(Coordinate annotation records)
* Begin *
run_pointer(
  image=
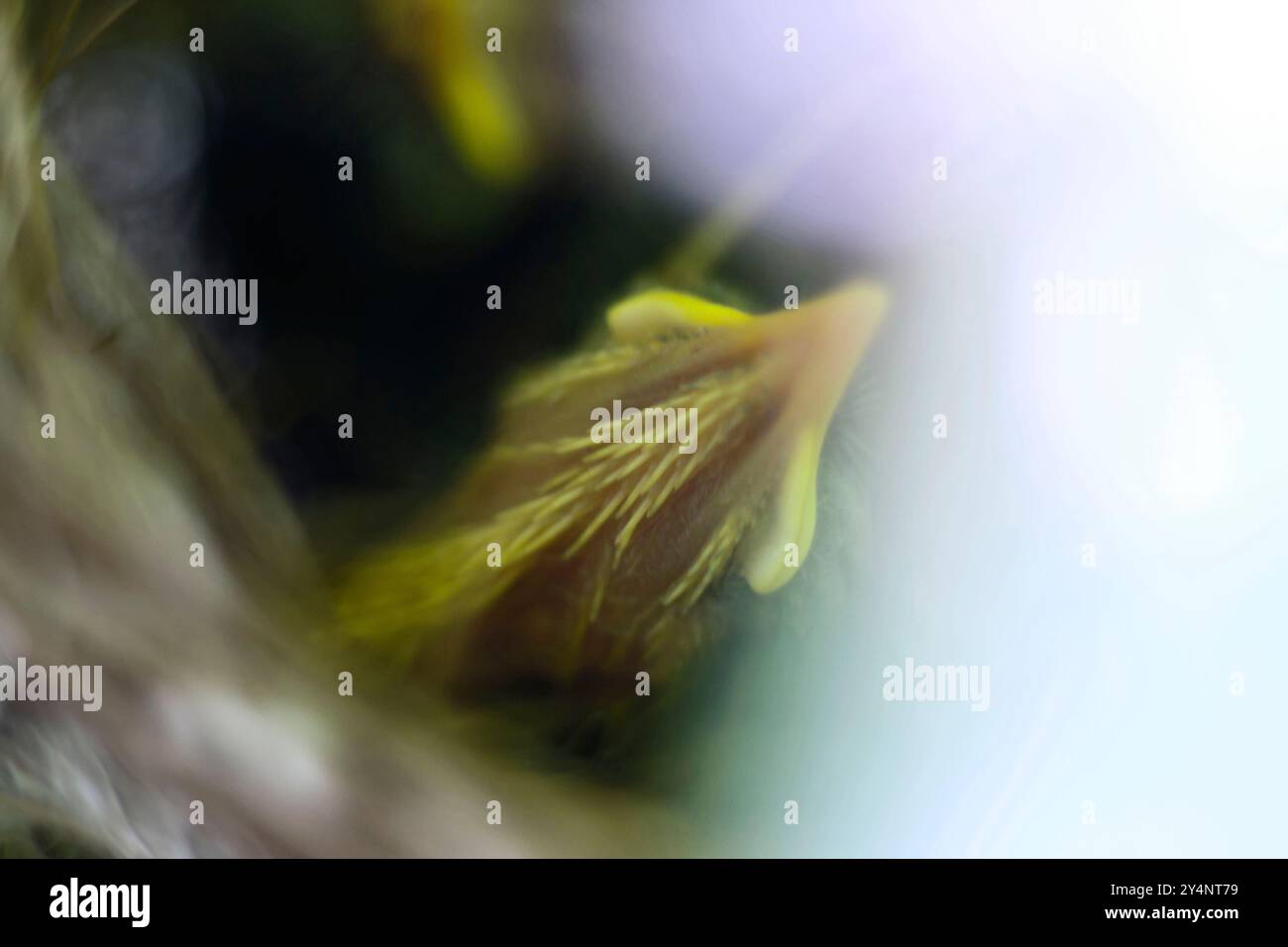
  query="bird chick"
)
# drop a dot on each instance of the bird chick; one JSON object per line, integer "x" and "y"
* End *
▶ _Stated exercise_:
Turn every line of the material above into a numbered list, skipping any blank lines. Leave the pictures out of your answer.

▶ _Written response_:
1. run_pointer(
2.   image=
3.   query="bird chick"
4. )
5. # drop a dot on each instance of the bird chick; one JSON object per line, integer "x" and "y"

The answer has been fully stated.